### Page extract:
Sir Bob
Kerslake Speech - Reflections on Reform
25th
September 2014
Good evening and thank you all for coming.
It is very gratifying that there is so much interest.
The IfG have told me that we could have filled the space twice over.
My apologies to those who wanted to come but we couldn’t fit in.
The IfG have though, arranged for this talk to be streamed live.
I hope that people have not come in the expectation of a ‘blow by blow’ account of my two years as Head of the Civil Service.
I am still a civil servant and so bound by the code!
What I will give you though are some reflections on what we were trying to achieve, how far I think we have got and where we need to go next.
To have any useful conversation about civil service reform, you need to be clear on two questions:
· What is the Civil Service?
· In what ways does it need reforming?
Neither of these questions is as straightforward to answer as it might appear.
For many commentators and indeed many of the public, the civil service is Whitehall, advisors to ministers, ‘Yes Minister’ and ‘The Thick of it’.
For young people, who haven’t watched either of these programmes, the picture is even less clear.
I spoke to a group of sixth formers in Erith last year as part of the excellent ‘Speakers in Schools’ initiative.
Half way through my talk after questions such as ‘Did I carry a gun?’ it dawned on me that they thought the Civil Service was synonymous with the Secret Service!
Their interest waned a bit when I explained the difference, until I told them how much I earned, which for them was an unimaginably large sum of money!
The people in this room will know that the Civil Service numbers over 400,000, that the vast bulk of civil servants work outside London delivering services and that their average pay is quite close to the national average.

### Work to do:
Retype the stretch of the speech on civil service reform from "I am still a" through "in Schools’ initiative.", word for word.

### Given information:
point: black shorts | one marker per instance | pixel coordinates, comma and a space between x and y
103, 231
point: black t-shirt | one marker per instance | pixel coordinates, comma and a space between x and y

### Answer in full:
I am still a civil servant and so bound by the code!
What I will give you though are some reflections on what we were trying to achieve, how far I think we have got and where we need to go next.
To have any useful conversation about civil service reform, you need to be clear on two questions:
· What is the Civil Service?
· In what ways does it need reforming?
Neither of these questions is as straightforward to answer as it might appear.
For many commentators and indeed many of the public, the civil service is Whitehall, advisors to ministers, ‘Yes Minister’ and ‘The Thick of it’.
For young people, who haven’t watched either of these programmes, the picture is even less clear.
I spoke to a group of sixth formers in Erith last year as part of the excellent ‘Speakers in Schools’ initiative.